• [Problem details]
Reproduce the listing below word for word.

[[ Source material open ]]

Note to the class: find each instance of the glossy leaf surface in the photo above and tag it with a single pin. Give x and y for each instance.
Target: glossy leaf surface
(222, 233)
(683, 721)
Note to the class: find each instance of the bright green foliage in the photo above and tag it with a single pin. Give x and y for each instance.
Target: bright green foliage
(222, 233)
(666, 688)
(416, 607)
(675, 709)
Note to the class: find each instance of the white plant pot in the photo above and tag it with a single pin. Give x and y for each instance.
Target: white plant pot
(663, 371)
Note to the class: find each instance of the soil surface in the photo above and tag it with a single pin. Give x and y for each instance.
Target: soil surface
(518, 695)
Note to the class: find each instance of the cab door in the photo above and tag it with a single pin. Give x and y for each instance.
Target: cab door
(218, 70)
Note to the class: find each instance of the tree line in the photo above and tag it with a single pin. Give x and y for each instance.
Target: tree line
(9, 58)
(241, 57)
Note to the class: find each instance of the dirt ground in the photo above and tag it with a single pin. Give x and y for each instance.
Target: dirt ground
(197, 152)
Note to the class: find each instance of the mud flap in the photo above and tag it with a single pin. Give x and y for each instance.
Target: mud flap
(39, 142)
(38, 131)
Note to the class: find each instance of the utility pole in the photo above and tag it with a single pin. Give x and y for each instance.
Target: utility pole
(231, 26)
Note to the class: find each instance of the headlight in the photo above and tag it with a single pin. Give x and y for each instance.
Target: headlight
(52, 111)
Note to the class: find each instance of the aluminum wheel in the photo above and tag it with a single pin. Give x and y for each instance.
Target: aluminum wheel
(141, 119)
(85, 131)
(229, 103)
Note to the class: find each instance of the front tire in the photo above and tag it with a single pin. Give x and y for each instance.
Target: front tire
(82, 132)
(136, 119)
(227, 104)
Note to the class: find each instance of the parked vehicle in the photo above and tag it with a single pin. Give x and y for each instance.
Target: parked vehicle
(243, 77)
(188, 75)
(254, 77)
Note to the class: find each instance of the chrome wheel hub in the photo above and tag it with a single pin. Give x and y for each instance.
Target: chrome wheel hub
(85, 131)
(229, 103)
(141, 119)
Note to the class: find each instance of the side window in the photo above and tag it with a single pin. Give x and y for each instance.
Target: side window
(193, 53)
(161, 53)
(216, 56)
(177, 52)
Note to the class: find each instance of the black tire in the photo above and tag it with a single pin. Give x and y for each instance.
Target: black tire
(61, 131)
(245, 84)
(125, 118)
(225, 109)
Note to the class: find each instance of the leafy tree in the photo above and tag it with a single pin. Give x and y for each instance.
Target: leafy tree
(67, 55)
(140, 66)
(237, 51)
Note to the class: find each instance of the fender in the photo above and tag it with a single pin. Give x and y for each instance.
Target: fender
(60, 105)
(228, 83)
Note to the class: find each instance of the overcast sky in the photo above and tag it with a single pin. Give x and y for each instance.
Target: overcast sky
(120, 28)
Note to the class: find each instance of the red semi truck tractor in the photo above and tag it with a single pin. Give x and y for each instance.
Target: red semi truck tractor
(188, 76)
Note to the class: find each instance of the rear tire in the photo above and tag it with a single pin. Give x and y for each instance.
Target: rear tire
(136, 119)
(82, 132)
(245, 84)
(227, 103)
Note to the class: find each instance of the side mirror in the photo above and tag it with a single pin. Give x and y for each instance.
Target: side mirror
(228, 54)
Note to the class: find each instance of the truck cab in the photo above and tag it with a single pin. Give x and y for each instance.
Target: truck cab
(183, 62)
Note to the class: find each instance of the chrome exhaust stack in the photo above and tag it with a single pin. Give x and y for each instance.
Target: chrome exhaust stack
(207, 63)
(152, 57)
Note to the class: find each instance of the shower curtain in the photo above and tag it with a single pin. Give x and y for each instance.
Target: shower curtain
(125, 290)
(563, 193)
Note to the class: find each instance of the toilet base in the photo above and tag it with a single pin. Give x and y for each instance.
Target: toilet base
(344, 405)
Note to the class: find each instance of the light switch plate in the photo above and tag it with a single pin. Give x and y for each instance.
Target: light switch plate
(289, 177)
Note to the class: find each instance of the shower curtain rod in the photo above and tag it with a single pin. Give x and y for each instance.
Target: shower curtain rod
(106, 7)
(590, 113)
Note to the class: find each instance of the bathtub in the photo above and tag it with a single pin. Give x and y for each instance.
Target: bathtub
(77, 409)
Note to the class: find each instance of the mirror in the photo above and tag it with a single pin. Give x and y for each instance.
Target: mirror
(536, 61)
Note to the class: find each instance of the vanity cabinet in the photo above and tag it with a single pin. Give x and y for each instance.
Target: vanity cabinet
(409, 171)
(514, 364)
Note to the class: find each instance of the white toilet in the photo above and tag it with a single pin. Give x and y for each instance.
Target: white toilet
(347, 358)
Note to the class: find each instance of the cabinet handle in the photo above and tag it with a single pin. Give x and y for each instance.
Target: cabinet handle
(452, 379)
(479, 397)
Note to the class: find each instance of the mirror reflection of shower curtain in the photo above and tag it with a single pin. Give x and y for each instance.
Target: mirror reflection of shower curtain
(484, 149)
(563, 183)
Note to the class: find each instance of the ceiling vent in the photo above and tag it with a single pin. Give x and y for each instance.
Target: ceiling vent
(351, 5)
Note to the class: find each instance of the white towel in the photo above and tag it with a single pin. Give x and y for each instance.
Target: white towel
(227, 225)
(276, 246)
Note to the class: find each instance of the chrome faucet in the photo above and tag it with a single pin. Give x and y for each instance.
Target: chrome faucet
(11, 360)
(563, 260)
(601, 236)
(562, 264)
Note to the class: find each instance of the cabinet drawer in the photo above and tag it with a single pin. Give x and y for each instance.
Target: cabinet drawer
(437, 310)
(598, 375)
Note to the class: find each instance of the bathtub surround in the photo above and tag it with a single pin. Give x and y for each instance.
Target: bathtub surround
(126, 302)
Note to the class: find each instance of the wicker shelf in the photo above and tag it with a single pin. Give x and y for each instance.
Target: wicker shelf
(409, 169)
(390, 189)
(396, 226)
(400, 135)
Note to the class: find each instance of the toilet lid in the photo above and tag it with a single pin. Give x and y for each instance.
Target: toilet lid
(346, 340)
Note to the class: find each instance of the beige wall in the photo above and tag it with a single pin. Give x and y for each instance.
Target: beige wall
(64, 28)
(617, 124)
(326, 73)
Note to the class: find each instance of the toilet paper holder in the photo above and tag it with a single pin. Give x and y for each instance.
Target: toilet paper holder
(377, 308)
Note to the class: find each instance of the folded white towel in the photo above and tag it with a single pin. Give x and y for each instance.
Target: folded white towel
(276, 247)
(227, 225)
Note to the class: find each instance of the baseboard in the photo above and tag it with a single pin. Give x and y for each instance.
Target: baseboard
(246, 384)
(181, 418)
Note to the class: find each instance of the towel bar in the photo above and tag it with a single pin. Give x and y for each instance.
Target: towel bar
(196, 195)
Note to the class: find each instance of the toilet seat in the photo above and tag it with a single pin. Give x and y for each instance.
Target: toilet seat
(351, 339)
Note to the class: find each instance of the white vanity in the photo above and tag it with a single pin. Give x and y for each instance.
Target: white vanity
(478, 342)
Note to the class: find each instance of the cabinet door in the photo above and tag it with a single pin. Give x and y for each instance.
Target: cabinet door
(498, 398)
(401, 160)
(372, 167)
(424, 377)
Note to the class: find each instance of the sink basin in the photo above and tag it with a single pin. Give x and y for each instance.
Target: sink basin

[[ Source material closed ]]

• [Written solution]
Note to the class: find each instance of the glossy leaf surface in the photo above and tag it with a single pin. Give x and y for each instance.
Target: glossy leaf surface
(222, 233)
(683, 721)
Note to the class: find each instance of the bright green foliage in the photo above and tag it with a single pin. Give x and y for each instance.
Target: bright green foliage
(222, 233)
(666, 688)
(416, 607)
(675, 709)
Note to the class: find each instance of the white plant pot in the photo above and tag it with a single pin. Give x and y for each instance.
Target: white plant pot
(663, 371)
Note to the class: find each instance of the soil surface in the photo above and tag it with a single pin. Give x and y for each instance.
Target: soil surface
(518, 695)
Note to the class: find each instance of the cab door in the photo above and tag it with a single pin. Give x and y for each instance.
Target: cab door
(218, 70)
Note to the class: find each instance of the tree line in the photo above and tag it with a single pin. Give x and y for each instance.
Target: tree line
(9, 58)
(241, 57)
Note to the class: find each instance of the dirt ground in the photo above and tag it with a single pin. Give x and y for each instance.
Target: dirt ground
(197, 152)
Note to the class: find each instance of the mud flap in the photo above and tag it with a single pin. Give x and y for each instance.
Target: mud flap
(39, 142)
(38, 131)
Note to the class: find each instance of the utility pole in the photo above and tag it with a single pin. Give x and y for each instance.
Target: utility pole
(231, 26)
Note to the class: find each instance of the headlight in the photo above and tag it with a single pin. Give x and y for each instance.
Target: headlight
(52, 111)
Note to the class: find each instance of the aluminum wheel in the photo above and tag it with a single pin. Give x and y for each instance.
Target: aluminum wheel
(141, 119)
(85, 131)
(229, 103)
Note to the class: find each instance of the front tire in the photo above and tag it with a single pin. Give x and y for each instance.
Target: front tire
(82, 132)
(136, 119)
(227, 104)
Note to the class: find each instance of the parked vehicle in the photo above and tag it with a single pin. Give x and y for each instance.
Target: parked vehicle
(243, 77)
(188, 75)
(254, 77)
Note to the class: find each instance of the chrome wheel hub in the photo above and tag it with a single pin. Give x and y for each instance.
Target: chrome wheel hub
(85, 131)
(229, 103)
(141, 119)
Note to the class: find each instance of the side window in the photo above and tag it with a single pin. Give x and y for each instance.
Target: side window
(193, 53)
(161, 53)
(216, 56)
(177, 52)
Note to the class: find each instance of the black tire in the photo above and tag it with a single pin. Give x and y for each instance.
Target: black tire
(61, 131)
(245, 84)
(125, 118)
(225, 109)
Note to the class: find each instance of the leafy tree in the photo above and tag it with a single pin. Give x and y for each instance.
Target: leafy tree
(67, 55)
(140, 66)
(237, 51)
Note to the class: find each instance of the fender in the photo above and tag it with a single pin. Give x and y for each instance.
Target: fender
(60, 105)
(228, 83)
Note to the class: find each instance of the overcast sky in the photo above and tag it with a single pin. Give x and y for each instance.
Target: overcast sky
(120, 28)
Note to the class: find each instance of the red semi truck tractor in the photo above and tag it with a single pin. Give x and y for each instance.
Target: red semi truck tractor
(188, 76)
Note to the class: find each instance of the rear tire in the photo above and tag it with a single pin. Give x and y for each instance.
Target: rear tire
(136, 119)
(82, 132)
(245, 84)
(227, 103)
Note to the class: find each instance of the side mirror in the photo above and tag it with a single pin. Give x and y for each instance.
Target: side mirror
(228, 54)
Note to the class: find each instance of the truck cab in the photo above and tag it with a single pin. Give x and y for each instance.
Target: truck cab
(183, 62)
Note to the class: find each instance of the chrome exhaust stack in the photo above and tag it with a single pin. Give x and y for each instance.
Target: chrome exhaust stack
(207, 63)
(152, 57)
Note to the class: find each instance of the shower curtain in the photo above and tag it with a single pin. Give x and y for each instance.
Target: shower curtain
(125, 290)
(563, 193)
Note to the class: find each instance of the toilet base in the photo above and tag it with a single pin. Give x and y for each instance.
Target: toilet base
(344, 405)
Note to the class: find each instance of the light switch plate in the photo above and tag it with a single pin. Give x and y for each instance.
Target: light switch plate
(289, 177)
Note to the class: find each instance of the shower curtain rod in the photo above and tag it with a single pin. Give x and y for each instance.
Target: shower curtain rod
(106, 7)
(590, 113)
Note to the class: find each instance of the bathtub in the photo above and tag it with a single pin. Give x and y for each instance.
Target: bathtub
(77, 409)
Note to the class: find each instance of the mirror in the photo above and tag it with a single pin. Give x and y for each instance.
Target: mirror
(536, 61)
Note to the class: find each instance of the vanity cabinet in the photo above and tag it with a single pin. Give x and y for each instance.
Target: vanity cabinet
(409, 171)
(514, 364)
Note to the class: find each instance of the white toilet in the photo above and tag it with a single pin. Give x and y for each instance.
Target: white toilet
(347, 358)
Note to the class: find each instance of the cabinet handle in the photo above and tag it with a single pin. Give x and y for each instance.
Target: cabinet handle
(452, 379)
(479, 397)
Note to the class: find each instance of the mirror reflection of shower curtain in the photo above and tag it with a single pin. Give x and y for each instance.
Target: mirror reflection of shower curtain
(484, 149)
(563, 183)
Note to the class: find each instance of the ceiling vent in the photo above and tag it with a single pin. Give x and y for each instance.
Target: ceiling vent
(351, 5)
Note to the class: find each instance of the white towel in the photo above and tag it with a single pin. Give x and y for each instance.
Target: white towel
(227, 225)
(276, 246)
Note to the class: find each instance of the chrome faucet in the photo above and tag it with a single pin. Give x and y for each instance.
Target: chrome faucet
(11, 360)
(563, 260)
(601, 236)
(562, 264)
Note to the class: find each instance of the cabinet drawer in the photo above and tag it with a single pin. Give x and y for each instance.
Target: cabinet drawer
(437, 310)
(598, 375)
Note to the class: find each instance of the bathtub surround in the photo above and tag it with a single pin. Give x and y for each instance.
Target: bathtub surround
(126, 302)
Note to the class: find each instance of the wicker shelf in the photo above and tag it with a single pin. Give x and y for each instance.
Target: wicker shelf
(409, 169)
(390, 189)
(396, 226)
(400, 135)
Note to the class: find each instance of the toilet lid in the photo above and tag it with a single pin. Give x and y for each instance.
Target: toilet lid
(346, 340)
Note to the class: find each instance of the beige wall in the photo above and tag it with a single pin. Give x and y for each instance.
Target: beige wall
(64, 28)
(617, 124)
(326, 73)
Note to the class: find each instance of the toilet paper holder in the photo above and tag it with a single pin. Give x and y for each instance.
Target: toilet paper holder
(377, 308)
Note to the class: find each instance of the folded white towel in the photo above and tag it with a single pin. Give x and y for each instance.
Target: folded white towel
(276, 247)
(227, 225)
Note to the class: find each instance of the baseboard in the photo above and tag it with a single pin. Give x and y for each instance.
Target: baseboard
(246, 384)
(181, 418)
Note to the class: find each instance of the towel bar in the photo above and tag it with a single pin. Give x and y for each instance.
Target: towel bar
(196, 195)
Note to the class: find each instance of the toilet seat in the photo above and tag it with a single pin. Give x and y for each instance.
Target: toilet seat
(351, 339)
Note to the class: find each instance of the white vanity in the photo above and tag it with a single pin. Give x and y for each instance.
Target: white vanity
(478, 342)
Note to the class: find each instance of the cabinet door in the photo above and tag it with a single pin. Give x and y for each instance.
Target: cabinet door
(498, 398)
(401, 160)
(372, 167)
(424, 377)
Note to the class: find each instance of the sink basin in the photo above and tag it with a single pin. Give x and y for each instance.
Target: sink basin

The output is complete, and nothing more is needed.